Exercise instructions
Your answer must be an exact copy of the lines from the one holding "Can you find the boat" through the last line of the entries below, with nothing added.

Stored items
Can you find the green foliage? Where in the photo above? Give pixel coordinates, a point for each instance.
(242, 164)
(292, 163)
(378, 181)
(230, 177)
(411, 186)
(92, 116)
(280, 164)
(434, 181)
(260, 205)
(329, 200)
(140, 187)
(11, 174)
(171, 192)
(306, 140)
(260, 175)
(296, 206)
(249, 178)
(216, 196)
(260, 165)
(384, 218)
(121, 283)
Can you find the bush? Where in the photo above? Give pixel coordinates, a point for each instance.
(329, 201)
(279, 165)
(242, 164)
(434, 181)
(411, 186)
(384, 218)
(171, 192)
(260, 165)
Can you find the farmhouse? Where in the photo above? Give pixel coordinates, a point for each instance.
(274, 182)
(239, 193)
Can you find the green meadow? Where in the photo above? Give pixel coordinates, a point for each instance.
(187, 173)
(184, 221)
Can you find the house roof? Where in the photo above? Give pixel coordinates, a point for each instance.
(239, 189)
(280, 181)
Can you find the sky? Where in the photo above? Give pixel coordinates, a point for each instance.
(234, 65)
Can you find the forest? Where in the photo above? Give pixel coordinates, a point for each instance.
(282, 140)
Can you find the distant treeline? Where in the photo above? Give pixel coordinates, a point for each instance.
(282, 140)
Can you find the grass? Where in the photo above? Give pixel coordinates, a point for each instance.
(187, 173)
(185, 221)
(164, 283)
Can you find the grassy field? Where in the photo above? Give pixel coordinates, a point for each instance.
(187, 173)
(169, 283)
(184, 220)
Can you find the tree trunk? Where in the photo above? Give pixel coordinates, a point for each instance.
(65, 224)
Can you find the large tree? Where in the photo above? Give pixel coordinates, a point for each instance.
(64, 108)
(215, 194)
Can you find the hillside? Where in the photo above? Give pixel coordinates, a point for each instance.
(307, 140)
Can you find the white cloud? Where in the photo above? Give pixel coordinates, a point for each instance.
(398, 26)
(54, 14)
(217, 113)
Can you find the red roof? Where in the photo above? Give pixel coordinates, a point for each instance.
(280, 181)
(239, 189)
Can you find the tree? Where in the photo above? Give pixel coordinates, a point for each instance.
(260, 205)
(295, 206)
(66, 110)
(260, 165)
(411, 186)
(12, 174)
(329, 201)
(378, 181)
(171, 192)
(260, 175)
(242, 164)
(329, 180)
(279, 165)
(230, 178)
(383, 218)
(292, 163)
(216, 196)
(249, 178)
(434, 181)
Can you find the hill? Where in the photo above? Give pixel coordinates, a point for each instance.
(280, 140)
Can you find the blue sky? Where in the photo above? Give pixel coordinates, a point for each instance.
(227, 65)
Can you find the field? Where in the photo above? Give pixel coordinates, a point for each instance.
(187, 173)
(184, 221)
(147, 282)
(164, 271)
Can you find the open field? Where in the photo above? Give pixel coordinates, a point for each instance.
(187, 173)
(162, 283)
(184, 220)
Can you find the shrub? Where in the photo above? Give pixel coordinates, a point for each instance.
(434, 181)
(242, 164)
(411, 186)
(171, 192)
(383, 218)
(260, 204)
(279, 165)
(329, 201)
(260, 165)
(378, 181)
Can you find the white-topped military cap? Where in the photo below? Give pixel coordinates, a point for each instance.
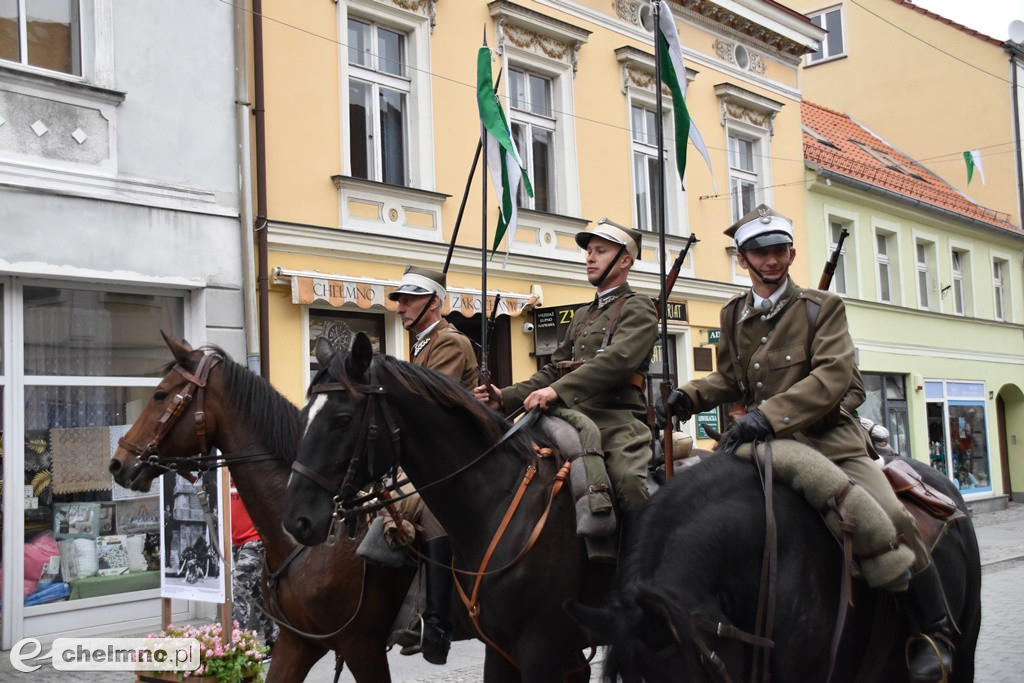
(420, 282)
(612, 232)
(761, 227)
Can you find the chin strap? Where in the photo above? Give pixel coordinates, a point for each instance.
(607, 270)
(426, 306)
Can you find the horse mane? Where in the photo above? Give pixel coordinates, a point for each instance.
(269, 416)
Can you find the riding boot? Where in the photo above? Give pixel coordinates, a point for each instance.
(929, 654)
(432, 636)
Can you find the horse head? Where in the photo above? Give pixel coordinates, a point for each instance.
(346, 439)
(650, 642)
(179, 420)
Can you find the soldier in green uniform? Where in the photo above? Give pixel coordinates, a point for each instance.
(599, 367)
(786, 354)
(436, 344)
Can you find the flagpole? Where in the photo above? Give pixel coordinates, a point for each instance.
(484, 373)
(659, 194)
(465, 193)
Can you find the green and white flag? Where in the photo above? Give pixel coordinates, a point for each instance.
(503, 159)
(674, 76)
(973, 161)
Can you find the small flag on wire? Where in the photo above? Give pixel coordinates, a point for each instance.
(973, 161)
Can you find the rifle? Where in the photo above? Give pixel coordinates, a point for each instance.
(829, 270)
(670, 283)
(670, 280)
(484, 351)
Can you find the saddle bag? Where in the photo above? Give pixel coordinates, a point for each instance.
(908, 484)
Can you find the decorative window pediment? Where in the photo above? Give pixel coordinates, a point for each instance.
(637, 70)
(740, 104)
(537, 33)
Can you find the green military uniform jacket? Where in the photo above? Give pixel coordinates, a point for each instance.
(601, 388)
(449, 351)
(796, 374)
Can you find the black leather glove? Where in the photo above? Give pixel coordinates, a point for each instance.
(751, 427)
(681, 404)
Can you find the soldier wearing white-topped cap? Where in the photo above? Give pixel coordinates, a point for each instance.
(438, 345)
(786, 354)
(599, 367)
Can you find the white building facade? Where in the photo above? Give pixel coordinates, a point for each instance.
(122, 140)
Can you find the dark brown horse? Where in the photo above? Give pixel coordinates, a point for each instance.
(325, 598)
(370, 413)
(687, 604)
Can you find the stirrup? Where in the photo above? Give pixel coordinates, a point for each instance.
(924, 637)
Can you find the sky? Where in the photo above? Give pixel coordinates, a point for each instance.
(989, 16)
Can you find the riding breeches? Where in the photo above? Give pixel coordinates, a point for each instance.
(865, 473)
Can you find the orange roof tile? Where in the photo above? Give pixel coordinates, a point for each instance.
(845, 147)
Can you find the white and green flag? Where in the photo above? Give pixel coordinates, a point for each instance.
(674, 76)
(503, 159)
(973, 161)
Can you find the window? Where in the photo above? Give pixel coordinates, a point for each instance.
(999, 271)
(833, 45)
(742, 175)
(961, 282)
(45, 34)
(88, 360)
(378, 92)
(645, 176)
(534, 132)
(836, 228)
(884, 250)
(923, 260)
(885, 403)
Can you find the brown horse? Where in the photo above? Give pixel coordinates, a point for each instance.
(325, 598)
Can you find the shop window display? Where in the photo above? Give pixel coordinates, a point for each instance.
(90, 359)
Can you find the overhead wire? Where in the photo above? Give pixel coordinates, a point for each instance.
(472, 86)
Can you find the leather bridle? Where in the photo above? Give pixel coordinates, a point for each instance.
(195, 389)
(369, 447)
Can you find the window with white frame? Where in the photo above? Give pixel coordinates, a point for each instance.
(836, 227)
(834, 44)
(999, 273)
(44, 34)
(643, 128)
(534, 125)
(961, 281)
(923, 261)
(888, 276)
(378, 102)
(743, 174)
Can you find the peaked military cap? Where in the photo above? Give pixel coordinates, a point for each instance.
(421, 282)
(612, 232)
(761, 227)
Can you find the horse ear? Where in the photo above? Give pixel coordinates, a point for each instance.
(182, 350)
(360, 355)
(324, 351)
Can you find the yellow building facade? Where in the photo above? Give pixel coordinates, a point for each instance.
(371, 127)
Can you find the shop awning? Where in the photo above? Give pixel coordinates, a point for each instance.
(336, 291)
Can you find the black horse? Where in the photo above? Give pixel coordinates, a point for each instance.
(694, 563)
(369, 413)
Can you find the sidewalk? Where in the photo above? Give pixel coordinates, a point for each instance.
(1000, 538)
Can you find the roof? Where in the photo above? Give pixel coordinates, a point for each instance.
(943, 19)
(838, 143)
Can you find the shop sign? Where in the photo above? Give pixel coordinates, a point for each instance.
(709, 419)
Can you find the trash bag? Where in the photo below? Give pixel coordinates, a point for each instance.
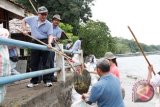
(82, 81)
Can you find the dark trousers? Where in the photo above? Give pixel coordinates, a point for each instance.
(51, 59)
(40, 60)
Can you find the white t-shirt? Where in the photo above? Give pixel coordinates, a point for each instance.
(76, 46)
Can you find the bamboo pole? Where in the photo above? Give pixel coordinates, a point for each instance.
(140, 47)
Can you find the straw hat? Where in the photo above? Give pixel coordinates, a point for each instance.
(56, 16)
(109, 55)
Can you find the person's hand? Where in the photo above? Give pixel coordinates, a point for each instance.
(85, 95)
(150, 68)
(25, 32)
(49, 45)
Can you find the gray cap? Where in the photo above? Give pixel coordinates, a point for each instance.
(109, 55)
(42, 9)
(56, 16)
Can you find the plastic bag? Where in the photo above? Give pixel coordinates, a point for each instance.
(82, 81)
(82, 103)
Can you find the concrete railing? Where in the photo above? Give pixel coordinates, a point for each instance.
(60, 62)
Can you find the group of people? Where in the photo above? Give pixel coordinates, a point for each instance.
(105, 89)
(106, 92)
(48, 33)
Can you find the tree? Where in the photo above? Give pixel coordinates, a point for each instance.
(96, 38)
(72, 11)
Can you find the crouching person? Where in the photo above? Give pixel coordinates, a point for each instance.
(4, 62)
(107, 91)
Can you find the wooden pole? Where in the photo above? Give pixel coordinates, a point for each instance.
(140, 47)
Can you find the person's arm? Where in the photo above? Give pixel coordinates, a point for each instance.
(24, 27)
(50, 40)
(150, 70)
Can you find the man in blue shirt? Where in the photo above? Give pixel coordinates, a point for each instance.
(107, 91)
(41, 29)
(57, 31)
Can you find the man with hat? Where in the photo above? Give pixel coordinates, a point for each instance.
(57, 33)
(41, 29)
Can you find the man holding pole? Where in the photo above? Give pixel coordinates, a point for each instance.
(57, 33)
(42, 30)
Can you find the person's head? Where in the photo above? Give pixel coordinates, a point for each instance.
(92, 59)
(69, 41)
(56, 19)
(103, 66)
(111, 57)
(4, 32)
(42, 13)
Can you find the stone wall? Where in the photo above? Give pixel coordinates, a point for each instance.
(59, 95)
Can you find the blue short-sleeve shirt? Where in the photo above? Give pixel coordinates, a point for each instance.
(107, 92)
(57, 31)
(39, 31)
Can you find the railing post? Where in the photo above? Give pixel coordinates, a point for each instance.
(81, 59)
(61, 76)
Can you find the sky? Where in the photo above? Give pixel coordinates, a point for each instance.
(143, 17)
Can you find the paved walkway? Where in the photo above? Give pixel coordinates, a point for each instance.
(18, 93)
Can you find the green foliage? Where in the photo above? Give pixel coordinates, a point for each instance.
(130, 46)
(96, 38)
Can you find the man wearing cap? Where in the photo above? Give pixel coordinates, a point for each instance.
(113, 63)
(57, 33)
(107, 91)
(41, 29)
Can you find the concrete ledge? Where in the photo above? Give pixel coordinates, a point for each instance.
(59, 95)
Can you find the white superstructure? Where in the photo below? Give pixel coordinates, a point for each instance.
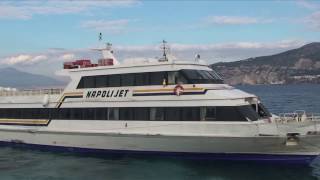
(164, 107)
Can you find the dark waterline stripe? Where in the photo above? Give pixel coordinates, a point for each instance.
(264, 158)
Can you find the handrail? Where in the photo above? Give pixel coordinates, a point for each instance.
(31, 92)
(297, 116)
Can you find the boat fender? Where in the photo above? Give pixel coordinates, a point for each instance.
(178, 90)
(45, 101)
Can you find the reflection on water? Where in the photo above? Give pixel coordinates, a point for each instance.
(287, 98)
(31, 164)
(19, 164)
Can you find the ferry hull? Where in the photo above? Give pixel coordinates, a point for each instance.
(266, 149)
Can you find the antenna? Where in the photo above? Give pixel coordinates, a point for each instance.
(165, 49)
(100, 36)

Completed exercise
Can you find the boat fender? Where in the photo above? Give pixel coordinates, a point for each instance.
(178, 90)
(45, 101)
Can you find the reflection on water? Where in the photo above? Give pixel coordinates, a point for each instance.
(287, 98)
(31, 164)
(19, 164)
Can you find the ferry hull? Where in the photo above? Give pixel coordinates, a point for each instance.
(266, 149)
Can you find the antenna? Where in the photo above? Give pixel coordinates, a point for each instance.
(165, 49)
(100, 36)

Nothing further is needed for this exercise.